*Exercise directions*: Give the data below again exactly as written, but without the pictures.

*Natural language region descriptions*:

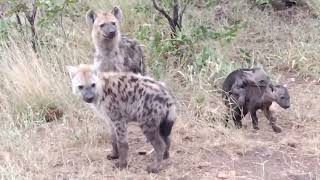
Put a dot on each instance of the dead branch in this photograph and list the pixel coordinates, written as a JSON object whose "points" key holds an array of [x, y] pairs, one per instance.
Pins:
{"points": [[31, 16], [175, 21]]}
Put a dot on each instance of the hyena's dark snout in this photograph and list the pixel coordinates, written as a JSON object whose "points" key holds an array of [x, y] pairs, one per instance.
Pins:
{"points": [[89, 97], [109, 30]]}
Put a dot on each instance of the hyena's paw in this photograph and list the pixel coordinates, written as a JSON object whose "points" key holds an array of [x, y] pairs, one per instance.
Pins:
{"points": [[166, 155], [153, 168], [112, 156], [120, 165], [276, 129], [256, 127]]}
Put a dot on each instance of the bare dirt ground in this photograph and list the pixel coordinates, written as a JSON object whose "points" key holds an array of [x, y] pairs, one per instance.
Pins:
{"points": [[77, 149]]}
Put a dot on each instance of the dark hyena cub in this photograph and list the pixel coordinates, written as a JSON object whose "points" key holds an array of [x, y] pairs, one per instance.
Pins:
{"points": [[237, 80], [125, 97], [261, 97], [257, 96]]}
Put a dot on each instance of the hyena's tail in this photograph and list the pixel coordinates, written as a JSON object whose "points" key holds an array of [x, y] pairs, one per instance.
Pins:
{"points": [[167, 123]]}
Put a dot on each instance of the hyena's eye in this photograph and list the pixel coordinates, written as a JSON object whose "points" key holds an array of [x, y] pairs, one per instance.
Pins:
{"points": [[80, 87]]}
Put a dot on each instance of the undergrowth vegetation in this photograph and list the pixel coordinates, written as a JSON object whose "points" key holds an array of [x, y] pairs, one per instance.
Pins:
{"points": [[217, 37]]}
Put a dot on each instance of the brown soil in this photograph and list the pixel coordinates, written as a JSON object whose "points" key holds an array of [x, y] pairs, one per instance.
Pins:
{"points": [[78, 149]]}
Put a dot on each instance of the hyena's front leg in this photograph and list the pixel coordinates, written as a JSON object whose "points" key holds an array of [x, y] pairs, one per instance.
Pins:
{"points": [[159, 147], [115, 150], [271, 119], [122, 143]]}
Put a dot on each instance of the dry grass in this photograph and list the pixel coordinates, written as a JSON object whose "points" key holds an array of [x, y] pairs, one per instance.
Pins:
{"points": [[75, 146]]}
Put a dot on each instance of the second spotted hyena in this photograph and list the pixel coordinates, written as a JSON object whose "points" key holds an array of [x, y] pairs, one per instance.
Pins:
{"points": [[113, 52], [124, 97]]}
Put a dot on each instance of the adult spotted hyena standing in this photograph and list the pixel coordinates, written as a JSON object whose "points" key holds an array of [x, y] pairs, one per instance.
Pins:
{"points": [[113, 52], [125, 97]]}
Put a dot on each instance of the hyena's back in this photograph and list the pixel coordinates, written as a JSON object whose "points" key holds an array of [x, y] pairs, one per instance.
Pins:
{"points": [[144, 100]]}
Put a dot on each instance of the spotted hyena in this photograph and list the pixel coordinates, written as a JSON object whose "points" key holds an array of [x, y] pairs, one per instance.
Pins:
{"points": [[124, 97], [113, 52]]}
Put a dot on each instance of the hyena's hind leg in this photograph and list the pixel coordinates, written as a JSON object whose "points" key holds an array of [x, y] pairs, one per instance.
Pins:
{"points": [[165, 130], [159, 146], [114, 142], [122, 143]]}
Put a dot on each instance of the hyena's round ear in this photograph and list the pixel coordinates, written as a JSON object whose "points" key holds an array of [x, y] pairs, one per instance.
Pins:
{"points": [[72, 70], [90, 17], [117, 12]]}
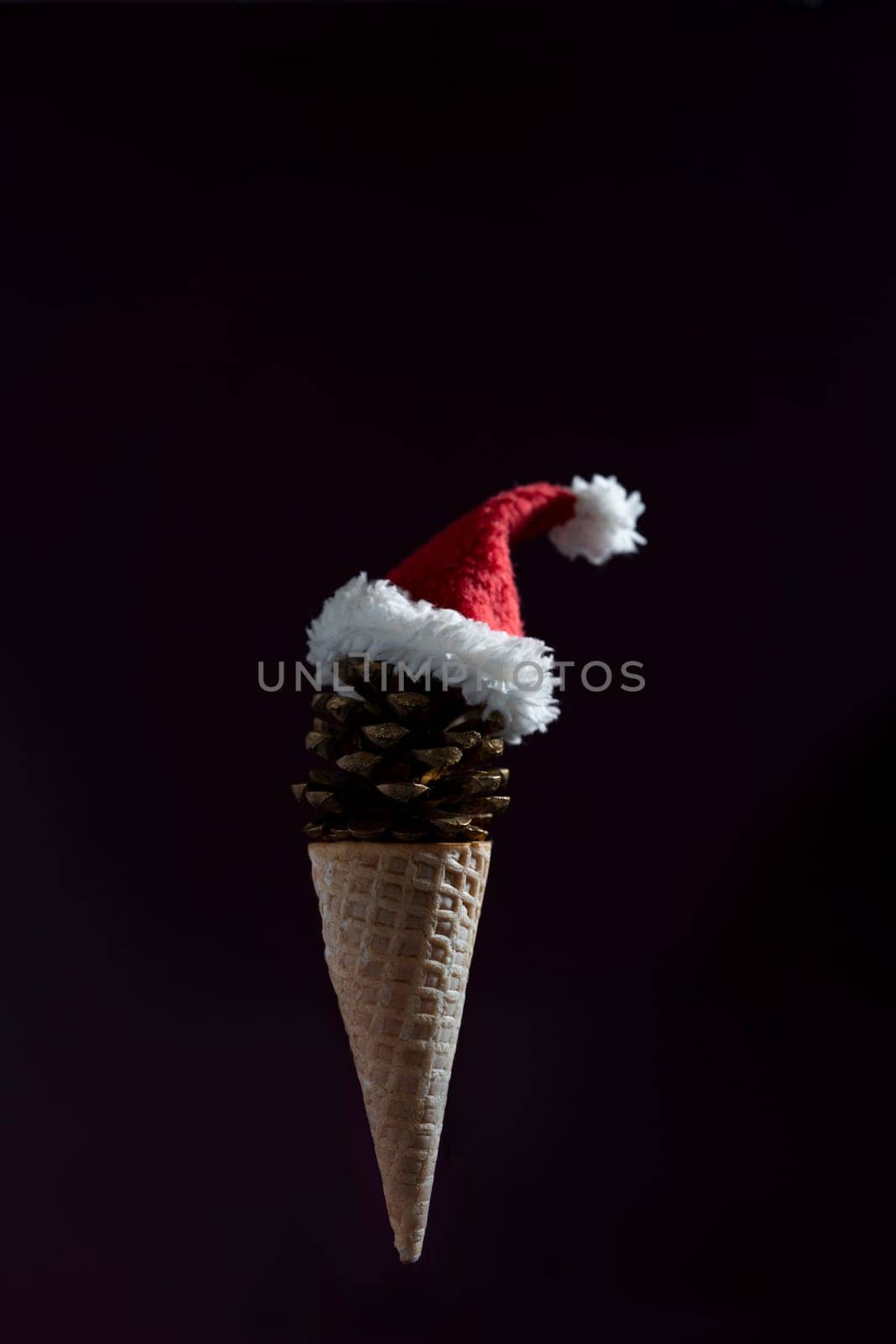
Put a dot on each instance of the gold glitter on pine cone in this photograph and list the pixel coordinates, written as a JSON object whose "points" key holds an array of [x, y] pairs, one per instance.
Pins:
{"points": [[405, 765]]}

*Response below*:
Put a dot on each instance of the dead branch in this photograph and list the pixel coordinates, written as a JSON object whose "points" key holds an array of [x, y] pairs, one per instance.
Pins:
{"points": [[31, 16], [175, 21]]}
Put a dot on each instance of the hyena's dark snout in this photograph and list the pixel coordinates, written as a JSON object whose "points" key holds an array of [x, y] pairs, one per instance.
Pins:
{"points": [[89, 97], [109, 30]]}
Put a dot on each instance of the hyena's paw in this photograph and list the pixel coordinates, written as a JSON object whose "points" key holds an array of [x, y] pairs, one per instance.
Pins:
{"points": [[166, 155], [153, 168], [112, 156], [120, 165], [276, 129], [256, 127]]}
Put a dot on each instance of the bare dirt ground in this photograph and list the pixel coordinates, written as a JSON object whose "points" key holds an array of [x, y] pairs, one per instance.
Pins:
{"points": [[77, 149]]}
Put a dot on each instance of the dark hyena cub in this photograph and list the pixel coordinates, written as a JSON object whose "points" key holds an array of [x, y] pairs, one per instance.
Pins:
{"points": [[237, 80], [125, 97], [261, 97], [257, 96]]}
Put a dot on each instance of the hyena's tail in this photograph and list the pixel coordinates, written as a JSON object whose "points" key holds an array of [x, y] pairs, one per instance.
Pins:
{"points": [[167, 123]]}
Put a dot on each instance of the hyena's eye in this photograph and list the pixel coordinates, written as a JSON object whose "points" key holds an array of [x, y] pairs, one per instance.
Pins:
{"points": [[80, 87]]}
Put a dot on each instance of the undergrowth vegetation in this photograph and list the pixel coordinates, written as a JSON object whose "points" key holds an array of [x, y] pairs, one per instance.
Pins:
{"points": [[217, 37]]}
Put a dot on each instance of the brown soil in this photograph and list the pixel coordinates, written as a JSON object whose "points" key holds an array of [x, y] pairs, one per instance.
Pins:
{"points": [[78, 149]]}
Put a dot on each instance of the hyena's front leg in this photograph and list the pixel coordinates, written as a JSON object whose "points" key holds an array of [x, y] pairs, one per instance.
Pins:
{"points": [[159, 147], [115, 150], [271, 119], [122, 143]]}
Put a dot on each instance of the dry grass in this photograph and list the pixel coordinates, written as a JSON object whose "points" key holds an array of [x, y] pairs, one per instance.
Pins:
{"points": [[75, 146]]}
Put a dot on each instance of the second spotted hyena in this photograph and list the pixel coordinates, written as a JSON object whose "points" key holds an array of [x, y] pairs, one per instance.
Pins:
{"points": [[113, 52], [124, 97]]}
Put a dot on each instance of the adult spotted hyena standing in this photograph and list the pixel coordinates, written as a JSON object whose "points" key holds an array of [x, y] pairs, one per instance.
Pins:
{"points": [[113, 52], [125, 97]]}
Put a dot on each instance of the hyena's back in this photograph and list the pixel coordinates, written as a JSON object whose "points" key holds an array of [x, y] pairs, one per instance.
Pins:
{"points": [[144, 100]]}
Put a dot on each instance of the spotted hyena in this photograph and list the pixel coordinates, written as a JSON object whose "points" key holds an array of [x, y] pairs, one per instance.
Pins:
{"points": [[124, 97], [113, 52]]}
Put a dot on each instance of the hyena's hind leg in this photograph and list the pixel coordinates, written as a JSON object whose "points" key holds an array of [x, y] pairs, one per instance.
Pins:
{"points": [[165, 130], [159, 146], [114, 142], [122, 143]]}
Put a dot on each instance of the hyena's round ear in this photograph and list the pixel coordinates, written as a JSON object whose "points" key holds an array of [x, y] pairs, one per instance.
Pins:
{"points": [[72, 70], [90, 17], [117, 12]]}
Put a dot on each instance of the gold glitter on pine cone in this photograph and list the pixel coordinates, written as a JSON object whose "points" key holds an array of [x, y] pairs, one per instance.
Pins:
{"points": [[405, 765]]}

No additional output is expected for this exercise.